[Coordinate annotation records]
——————

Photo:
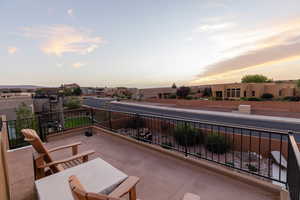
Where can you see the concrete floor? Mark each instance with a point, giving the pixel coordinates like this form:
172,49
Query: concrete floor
162,177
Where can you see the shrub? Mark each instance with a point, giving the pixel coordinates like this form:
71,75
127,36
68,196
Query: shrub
253,99
135,123
217,144
167,145
183,91
189,97
73,103
185,134
172,96
291,98
230,163
267,96
252,168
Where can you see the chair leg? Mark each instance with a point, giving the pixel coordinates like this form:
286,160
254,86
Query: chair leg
132,194
85,158
74,150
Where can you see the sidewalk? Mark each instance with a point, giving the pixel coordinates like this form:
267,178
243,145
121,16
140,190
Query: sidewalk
216,113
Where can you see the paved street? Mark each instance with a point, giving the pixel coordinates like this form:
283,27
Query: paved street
258,123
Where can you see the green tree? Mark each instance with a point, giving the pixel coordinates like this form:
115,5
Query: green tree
183,92
256,78
77,91
25,118
73,103
24,111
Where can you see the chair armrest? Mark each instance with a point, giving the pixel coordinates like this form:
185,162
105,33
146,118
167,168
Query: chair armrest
76,157
125,187
64,147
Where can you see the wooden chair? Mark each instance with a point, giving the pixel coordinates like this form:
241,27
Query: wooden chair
128,186
43,162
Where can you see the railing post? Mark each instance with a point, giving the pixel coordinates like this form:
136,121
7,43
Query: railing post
92,115
137,118
290,133
42,135
185,139
109,118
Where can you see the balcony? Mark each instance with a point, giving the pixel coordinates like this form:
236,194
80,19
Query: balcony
166,171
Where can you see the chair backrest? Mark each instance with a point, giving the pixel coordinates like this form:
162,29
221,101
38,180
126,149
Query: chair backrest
79,192
32,137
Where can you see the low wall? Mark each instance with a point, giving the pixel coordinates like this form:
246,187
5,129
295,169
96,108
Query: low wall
261,145
233,105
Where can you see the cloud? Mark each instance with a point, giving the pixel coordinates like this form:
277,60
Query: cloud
60,39
214,27
78,65
59,65
257,48
12,50
70,12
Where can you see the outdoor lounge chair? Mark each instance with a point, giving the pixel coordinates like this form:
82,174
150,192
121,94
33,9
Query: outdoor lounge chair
43,162
128,186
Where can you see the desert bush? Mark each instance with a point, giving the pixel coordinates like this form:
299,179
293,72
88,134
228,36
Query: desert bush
217,144
291,98
73,103
253,99
172,96
167,145
267,96
135,123
252,168
189,97
186,134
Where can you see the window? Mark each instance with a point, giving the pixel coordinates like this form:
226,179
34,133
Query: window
232,92
228,92
219,93
238,92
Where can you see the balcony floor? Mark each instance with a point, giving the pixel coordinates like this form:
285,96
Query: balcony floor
162,177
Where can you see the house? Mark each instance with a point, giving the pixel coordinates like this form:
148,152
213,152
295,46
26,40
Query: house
238,90
156,93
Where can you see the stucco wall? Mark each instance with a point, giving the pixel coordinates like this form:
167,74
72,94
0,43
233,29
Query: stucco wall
233,105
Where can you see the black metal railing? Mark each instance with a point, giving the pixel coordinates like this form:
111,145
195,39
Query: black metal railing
268,154
260,152
293,170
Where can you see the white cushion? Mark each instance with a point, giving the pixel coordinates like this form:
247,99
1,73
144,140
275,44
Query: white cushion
96,176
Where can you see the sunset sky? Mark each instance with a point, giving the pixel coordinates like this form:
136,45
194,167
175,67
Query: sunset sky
147,43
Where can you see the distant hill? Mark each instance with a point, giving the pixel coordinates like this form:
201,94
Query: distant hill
32,87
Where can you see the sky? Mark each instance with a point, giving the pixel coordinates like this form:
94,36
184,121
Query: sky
147,43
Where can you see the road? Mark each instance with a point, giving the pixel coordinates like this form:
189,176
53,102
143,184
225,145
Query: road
98,103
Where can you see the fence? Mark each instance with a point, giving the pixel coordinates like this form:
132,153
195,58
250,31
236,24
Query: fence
242,148
293,179
245,149
4,186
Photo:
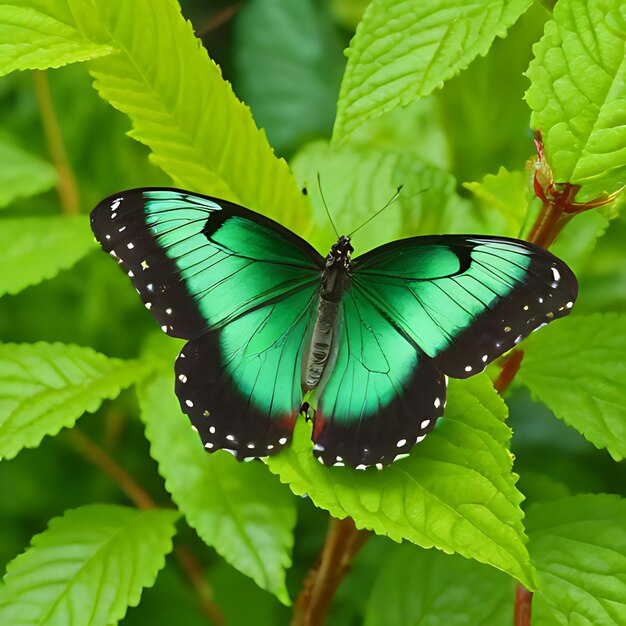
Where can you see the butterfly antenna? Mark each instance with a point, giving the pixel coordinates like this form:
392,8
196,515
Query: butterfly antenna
393,199
330,217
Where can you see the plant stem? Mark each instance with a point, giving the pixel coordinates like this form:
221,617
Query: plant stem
92,452
142,500
510,366
343,541
523,601
66,183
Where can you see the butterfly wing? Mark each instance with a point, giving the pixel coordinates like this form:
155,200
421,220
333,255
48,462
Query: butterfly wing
384,393
465,300
241,287
199,262
416,310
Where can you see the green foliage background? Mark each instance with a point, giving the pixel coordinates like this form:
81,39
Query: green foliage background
435,96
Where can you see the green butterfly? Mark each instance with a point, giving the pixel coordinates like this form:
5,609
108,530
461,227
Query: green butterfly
362,346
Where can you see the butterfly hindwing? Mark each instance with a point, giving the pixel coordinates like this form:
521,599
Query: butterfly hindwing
383,396
465,300
240,385
241,287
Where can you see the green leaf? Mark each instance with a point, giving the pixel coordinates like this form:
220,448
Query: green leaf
289,60
348,12
504,198
577,368
238,508
37,248
22,174
182,108
359,181
579,547
45,387
87,567
427,587
578,94
577,242
455,492
404,50
37,35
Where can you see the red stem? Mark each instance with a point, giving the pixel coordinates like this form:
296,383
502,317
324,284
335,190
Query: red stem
523,602
342,543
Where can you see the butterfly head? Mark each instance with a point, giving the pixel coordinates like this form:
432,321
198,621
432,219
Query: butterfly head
340,253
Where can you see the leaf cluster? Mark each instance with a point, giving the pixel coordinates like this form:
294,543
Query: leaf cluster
435,96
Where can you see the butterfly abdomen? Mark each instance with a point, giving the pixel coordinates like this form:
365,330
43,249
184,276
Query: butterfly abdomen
335,282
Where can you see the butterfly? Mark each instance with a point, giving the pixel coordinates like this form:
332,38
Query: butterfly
361,346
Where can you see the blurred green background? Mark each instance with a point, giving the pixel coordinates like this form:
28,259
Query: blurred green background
285,60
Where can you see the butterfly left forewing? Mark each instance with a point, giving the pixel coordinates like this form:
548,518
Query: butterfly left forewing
466,300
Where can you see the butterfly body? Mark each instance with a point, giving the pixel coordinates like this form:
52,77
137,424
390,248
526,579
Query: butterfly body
361,345
335,280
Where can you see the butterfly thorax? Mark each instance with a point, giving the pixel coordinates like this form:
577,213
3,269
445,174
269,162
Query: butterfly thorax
334,283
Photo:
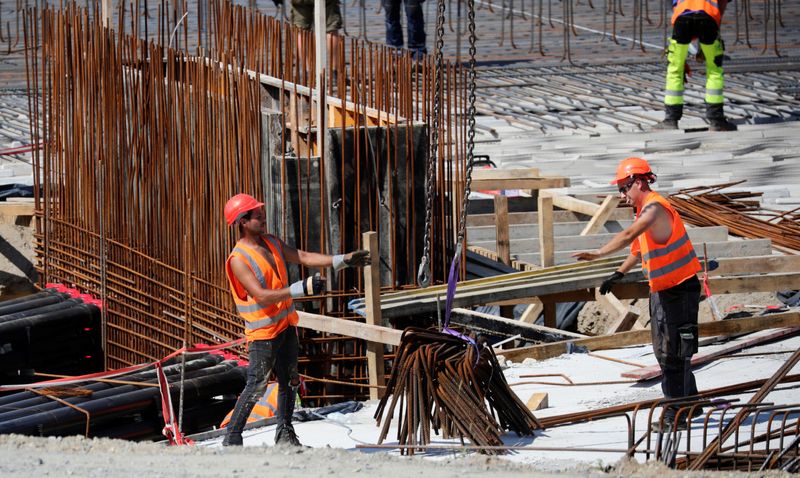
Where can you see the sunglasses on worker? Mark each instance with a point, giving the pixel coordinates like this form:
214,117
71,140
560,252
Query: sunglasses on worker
627,186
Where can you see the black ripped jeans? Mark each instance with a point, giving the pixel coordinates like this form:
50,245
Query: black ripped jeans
673,316
278,354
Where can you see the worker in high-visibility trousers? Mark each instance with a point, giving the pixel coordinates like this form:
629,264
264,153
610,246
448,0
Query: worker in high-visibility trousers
696,19
256,270
658,238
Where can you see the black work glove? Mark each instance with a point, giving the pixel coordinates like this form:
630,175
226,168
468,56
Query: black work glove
358,258
313,285
607,284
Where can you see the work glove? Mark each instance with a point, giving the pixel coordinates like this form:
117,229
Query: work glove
358,258
313,285
607,284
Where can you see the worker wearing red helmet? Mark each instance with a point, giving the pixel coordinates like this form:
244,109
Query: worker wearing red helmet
658,238
256,270
696,19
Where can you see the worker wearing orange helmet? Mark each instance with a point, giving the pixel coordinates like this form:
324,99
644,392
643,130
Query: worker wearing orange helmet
256,270
658,238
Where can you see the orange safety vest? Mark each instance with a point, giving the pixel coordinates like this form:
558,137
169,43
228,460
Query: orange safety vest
709,6
666,265
262,322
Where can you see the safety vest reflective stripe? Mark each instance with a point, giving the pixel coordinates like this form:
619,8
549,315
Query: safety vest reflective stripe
257,324
673,266
663,251
253,265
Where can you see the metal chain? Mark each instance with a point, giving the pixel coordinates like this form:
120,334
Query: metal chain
462,225
424,272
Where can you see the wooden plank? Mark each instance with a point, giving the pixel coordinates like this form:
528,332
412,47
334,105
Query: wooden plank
532,312
601,216
503,174
520,183
572,204
757,264
510,327
349,328
372,293
654,371
538,401
516,218
546,247
716,237
638,337
502,243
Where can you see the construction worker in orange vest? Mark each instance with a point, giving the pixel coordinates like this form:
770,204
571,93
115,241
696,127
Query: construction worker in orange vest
696,19
256,270
658,238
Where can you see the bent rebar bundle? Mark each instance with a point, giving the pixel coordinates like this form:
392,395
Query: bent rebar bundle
442,382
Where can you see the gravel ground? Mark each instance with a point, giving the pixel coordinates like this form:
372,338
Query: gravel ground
103,458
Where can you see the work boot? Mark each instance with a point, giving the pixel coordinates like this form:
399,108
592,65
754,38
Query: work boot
232,439
672,114
716,118
285,435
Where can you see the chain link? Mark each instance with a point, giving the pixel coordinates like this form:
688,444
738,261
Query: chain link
462,226
424,273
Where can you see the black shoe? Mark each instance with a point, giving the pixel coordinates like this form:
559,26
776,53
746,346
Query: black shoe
232,439
721,124
285,435
665,125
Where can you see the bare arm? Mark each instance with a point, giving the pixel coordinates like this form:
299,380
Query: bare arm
248,280
644,222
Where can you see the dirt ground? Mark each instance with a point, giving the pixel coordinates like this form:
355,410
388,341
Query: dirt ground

——————

■ **Task objective**: Give again only the lines of the material above that run from the one with "Where can you see the bent" through the end, both included, exactly as they appear.

■ **Exercise result**:
Where can you see the bent rebar bundle? Mark each instance with a point, giving the pixel coordinates like this form:
392,395
Query: bent rebar bundle
442,382
Where can you see the gravel ground? Mark each instance with a point, giving the pixel coordinates like this form:
372,338
Query: gravel ground
103,458
Where can you see the work boot? Mark each instance with a point, giving the pixel coordinates like this form:
399,108
592,65
754,38
Query: work boot
232,439
672,114
716,118
285,435
Where can you see the chain link? Mark each instance with a point, giving the pixel coordinates like this form:
688,444
738,261
Query: chain link
462,226
424,273
Where can you see the black shoe? Mark each instance with a point, giving the pixel coordinates like this form:
559,26
776,53
746,346
Query: black shoe
232,439
721,124
285,435
665,125
Where can you see the bare arm? Mark each instance with a point, giving the pixel coordinates like this form:
299,380
Query: bare arm
248,280
644,222
Where can you see the dirt ground? Mark each instance with a point, giving the pixel coordinates like this form:
355,410
388,341
Query: dirt ground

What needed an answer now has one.